Only the lines starting at the one that contains "trunk**? Each instance should receive its own outline." and running to the end should be repeated, exactly as written.

++++++++++

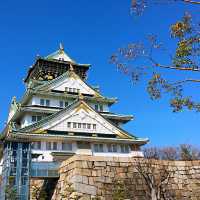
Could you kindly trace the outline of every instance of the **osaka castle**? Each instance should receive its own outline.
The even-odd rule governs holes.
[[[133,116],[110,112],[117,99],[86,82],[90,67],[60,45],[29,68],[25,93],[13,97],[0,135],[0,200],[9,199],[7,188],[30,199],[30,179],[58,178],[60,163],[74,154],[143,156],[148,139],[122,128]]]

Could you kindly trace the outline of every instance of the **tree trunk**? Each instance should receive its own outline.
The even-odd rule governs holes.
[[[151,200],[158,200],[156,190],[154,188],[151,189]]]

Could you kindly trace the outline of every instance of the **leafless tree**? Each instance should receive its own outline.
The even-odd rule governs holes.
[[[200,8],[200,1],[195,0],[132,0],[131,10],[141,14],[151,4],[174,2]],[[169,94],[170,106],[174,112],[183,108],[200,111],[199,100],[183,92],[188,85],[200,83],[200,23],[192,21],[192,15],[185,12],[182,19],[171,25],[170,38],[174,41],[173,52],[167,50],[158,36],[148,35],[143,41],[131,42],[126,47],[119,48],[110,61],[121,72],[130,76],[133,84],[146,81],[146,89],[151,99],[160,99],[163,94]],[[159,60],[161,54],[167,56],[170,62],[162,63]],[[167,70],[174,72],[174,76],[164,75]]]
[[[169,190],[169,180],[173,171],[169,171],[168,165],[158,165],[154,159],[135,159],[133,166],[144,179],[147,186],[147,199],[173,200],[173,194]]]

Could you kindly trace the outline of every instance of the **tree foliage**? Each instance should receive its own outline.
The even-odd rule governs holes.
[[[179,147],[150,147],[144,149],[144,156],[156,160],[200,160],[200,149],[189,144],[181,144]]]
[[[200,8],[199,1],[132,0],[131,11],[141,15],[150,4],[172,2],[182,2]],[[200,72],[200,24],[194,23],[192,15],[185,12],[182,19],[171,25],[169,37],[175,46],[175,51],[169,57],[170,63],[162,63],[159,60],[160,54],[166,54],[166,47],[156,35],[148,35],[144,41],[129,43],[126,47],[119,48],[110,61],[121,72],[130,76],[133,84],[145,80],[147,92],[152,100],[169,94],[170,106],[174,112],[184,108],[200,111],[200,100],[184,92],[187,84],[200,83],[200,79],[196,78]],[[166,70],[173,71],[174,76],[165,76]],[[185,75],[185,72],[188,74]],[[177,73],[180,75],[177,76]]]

++++++++++

# CORRECT RESPONSE
Could you kindly trace the outline of every instance of the **tree trunk**? Each instance should receive its own outline.
The even-odd rule governs holes.
[[[151,200],[158,200],[156,190],[154,188],[151,189]]]

Could you kindly trace the outline of every instance of the **leafless tree**? Each instance should receive its own outline.
The even-odd rule governs holes.
[[[200,8],[200,1],[195,0],[132,0],[131,10],[141,14],[151,4],[174,2]],[[169,94],[170,106],[174,112],[183,108],[200,111],[199,100],[183,92],[188,85],[200,83],[200,23],[192,21],[192,15],[185,12],[182,19],[171,25],[170,38],[174,41],[173,52],[167,50],[158,36],[148,35],[143,41],[131,42],[126,47],[119,48],[110,61],[121,72],[130,76],[133,84],[146,81],[146,89],[151,99],[160,99],[163,94]],[[159,60],[161,54],[167,56],[170,62],[162,63]],[[167,70],[174,72],[174,76],[164,75]]]
[[[169,190],[169,180],[173,171],[169,171],[168,165],[158,165],[154,159],[135,159],[133,166],[144,179],[147,186],[147,199],[173,200],[173,194]]]

Could you kindly trace the outline of every instance of the **tree foliage**? Each instance should receive its own outline.
The even-odd rule governs holes.
[[[179,147],[150,147],[144,149],[144,156],[156,160],[200,160],[200,149],[189,144],[181,144]]]
[[[200,8],[199,1],[132,0],[131,11],[141,15],[150,4],[172,2],[182,2]],[[200,72],[200,24],[194,23],[192,15],[185,12],[182,19],[171,25],[169,37],[175,46],[175,51],[169,57],[170,63],[162,63],[159,60],[160,54],[166,54],[166,47],[156,35],[148,35],[144,41],[129,43],[126,47],[119,48],[110,61],[121,72],[130,76],[133,84],[145,80],[147,92],[152,100],[169,94],[170,106],[174,112],[184,108],[200,111],[200,100],[184,92],[187,84],[200,83],[200,79],[196,78]],[[166,70],[173,71],[174,76],[165,76]],[[185,75],[185,72],[188,74]],[[177,73],[180,75],[177,76]]]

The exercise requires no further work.